YOUR TASK =>
Rewrite every item below with "marker" replaced by "dot", keeping everything else unchanged, and leave the pictures out of your answer.

## START

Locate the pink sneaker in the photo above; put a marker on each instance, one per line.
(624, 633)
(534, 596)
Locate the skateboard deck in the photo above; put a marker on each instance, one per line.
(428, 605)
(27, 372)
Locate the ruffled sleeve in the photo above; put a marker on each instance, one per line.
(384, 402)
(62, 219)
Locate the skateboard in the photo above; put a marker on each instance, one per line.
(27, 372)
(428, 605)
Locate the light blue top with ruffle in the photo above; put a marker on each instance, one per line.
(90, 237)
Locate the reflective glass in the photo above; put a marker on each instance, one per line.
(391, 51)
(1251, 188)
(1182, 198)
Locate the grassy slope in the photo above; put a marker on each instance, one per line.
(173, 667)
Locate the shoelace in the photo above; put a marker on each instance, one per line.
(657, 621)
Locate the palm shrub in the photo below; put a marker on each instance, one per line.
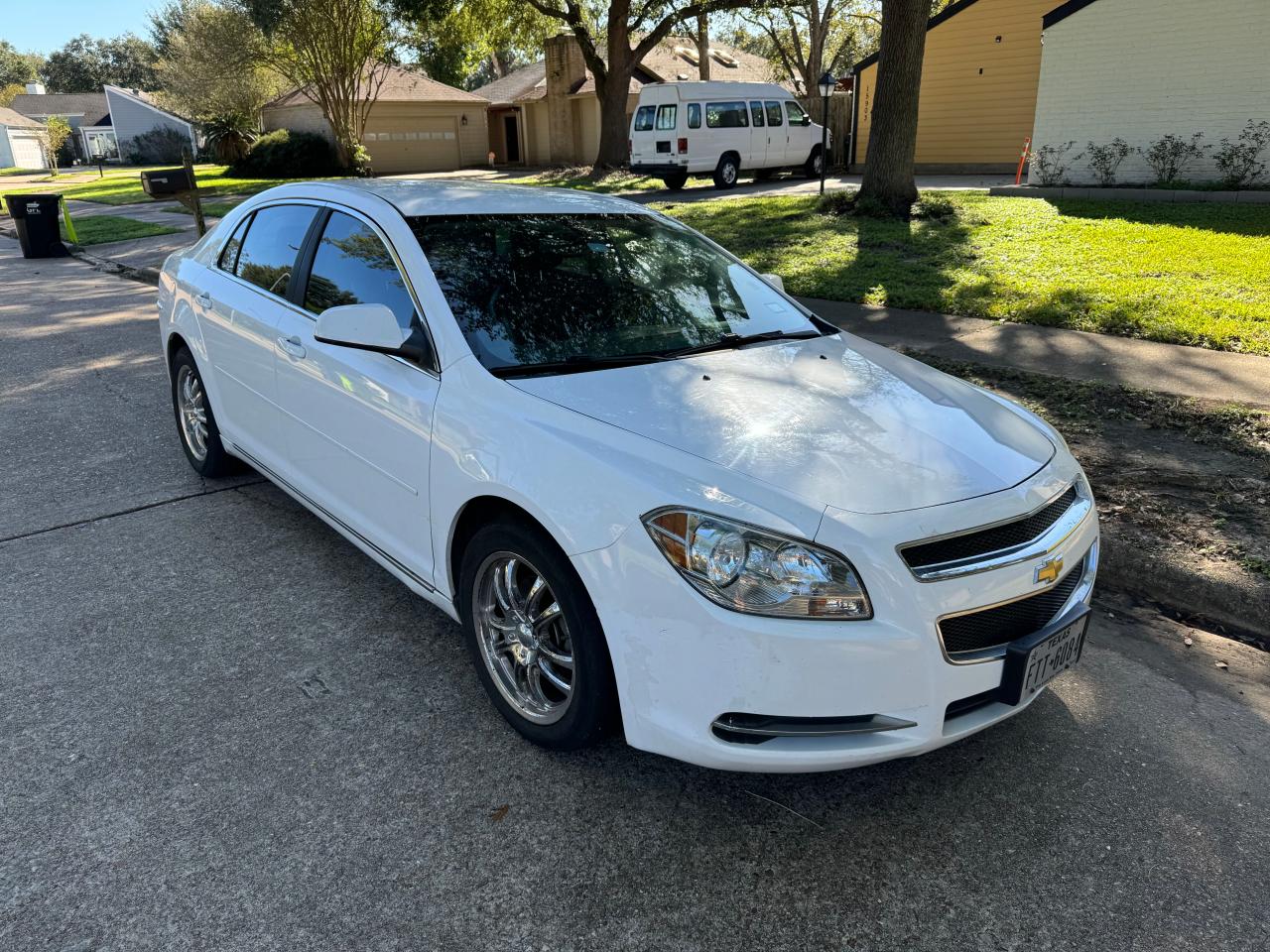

## END

COMPLETE OUTPUT =>
Locate the pink sneaker in the photo above; put a dot on each instance, one per line.
(624, 633)
(534, 596)
Locate the skateboard deck in the photo above; put a dot on each instance, one per line.
(428, 605)
(27, 372)
Locate the ruffled sleeve in the photo above; put a dot on each instance, one per line.
(384, 402)
(62, 219)
Locate the skateboard in the photo above; put a dot on each instance, one per line.
(27, 372)
(428, 605)
Locate the light blue top with ruffle in the photo above; put a dot on each instance, one per line.
(90, 237)
Locate the reflective glass in the photo above; put a dot on each instance, one per line.
(391, 51)
(1251, 188)
(1182, 198)
Locate the grassy slope in the photo above; put a dot on each instance, one per line.
(173, 667)
Locate the shoelace in the photo above; put a dot on each instance, one per line.
(657, 621)
Locate the palm shrub in the photo below; put a dot on each instance, one per line.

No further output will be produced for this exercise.